▶ About this task: Write what comes next in the passage about Lactobacillus in lab-reared and wild-caught Drosophila, starting after its last sentence.

Interestingly bacteria of the genus Lactobacillus, which have been associated with effects on Drosophila growth [28] and even assortative mating [49], are prevalent only in the lab in our study. Sixty percent of all sequences from Petrov lab flies, and 19% of all sequences obtained from UCSD Stock Center flies are Lactobacillus. In most wild-caught samples Lactobacillus represented less than 1% of all sequences. This finding is corroborated by results from Chandler et al. [32], who find an increase of the proportion of Lactobacillus species in lab-reared flies. Thus, while studying the effects of Lactobacillus on drosophilids in the laboratory is useful as a general model for insect-microbe interactions, its relevance to Drosophila in nature may be limited.

▶ Recorded information:
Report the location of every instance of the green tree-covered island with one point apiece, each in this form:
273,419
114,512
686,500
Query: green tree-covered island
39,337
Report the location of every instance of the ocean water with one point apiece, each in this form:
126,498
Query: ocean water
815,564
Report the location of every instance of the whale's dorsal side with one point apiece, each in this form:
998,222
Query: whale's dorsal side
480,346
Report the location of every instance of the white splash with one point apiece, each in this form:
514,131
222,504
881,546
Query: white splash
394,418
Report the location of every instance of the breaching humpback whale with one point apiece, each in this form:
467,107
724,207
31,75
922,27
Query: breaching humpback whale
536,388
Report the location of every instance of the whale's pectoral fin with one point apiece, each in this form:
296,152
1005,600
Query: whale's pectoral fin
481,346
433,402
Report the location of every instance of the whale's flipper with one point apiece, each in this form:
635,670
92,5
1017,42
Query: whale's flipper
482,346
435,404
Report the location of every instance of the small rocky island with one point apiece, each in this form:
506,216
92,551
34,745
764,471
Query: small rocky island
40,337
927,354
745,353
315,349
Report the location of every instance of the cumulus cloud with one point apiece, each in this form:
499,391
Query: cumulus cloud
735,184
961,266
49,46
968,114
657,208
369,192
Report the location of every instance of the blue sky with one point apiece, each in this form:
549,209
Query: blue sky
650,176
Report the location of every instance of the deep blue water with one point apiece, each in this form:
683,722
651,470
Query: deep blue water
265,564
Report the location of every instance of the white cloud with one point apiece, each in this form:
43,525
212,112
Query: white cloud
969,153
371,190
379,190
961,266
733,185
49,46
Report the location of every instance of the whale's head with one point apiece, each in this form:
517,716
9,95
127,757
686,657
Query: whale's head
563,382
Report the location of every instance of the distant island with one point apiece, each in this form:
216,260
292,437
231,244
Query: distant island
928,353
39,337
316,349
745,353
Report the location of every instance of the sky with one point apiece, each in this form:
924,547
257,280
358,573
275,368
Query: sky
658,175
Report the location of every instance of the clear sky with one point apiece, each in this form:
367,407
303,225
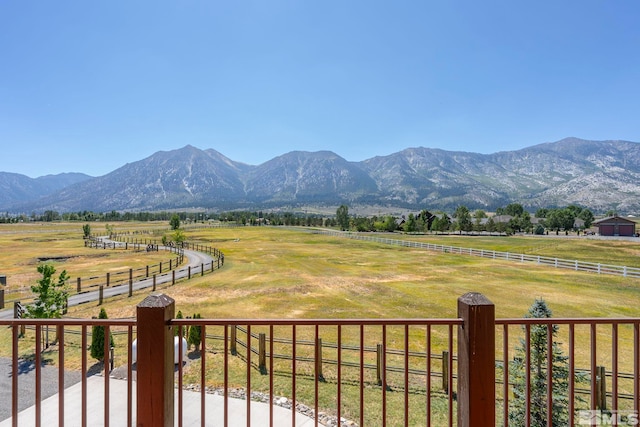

▶ Result for this exercise:
In contrast to Chandler et al. [32], who found that Enterobacteriaceae from group Orbus are highly prevalent in Drosophila, these bacteria are absent or at very low frequency in our samples (not amongst the best BLAST hits for any of the 100 most abundant OTUs in our data set). Although two lower abundant OTUs (OTU 49 and OTU 221) have Orbus sequences among the top 50 BLAST hits, the sequences from [32] are not amongst these hits. We can only speculate about the reasons for this difference here. One possibility might be an epidemic of Orbus group bacteria in 2007 and 2008, when Chandler et al. [32] collected their samples.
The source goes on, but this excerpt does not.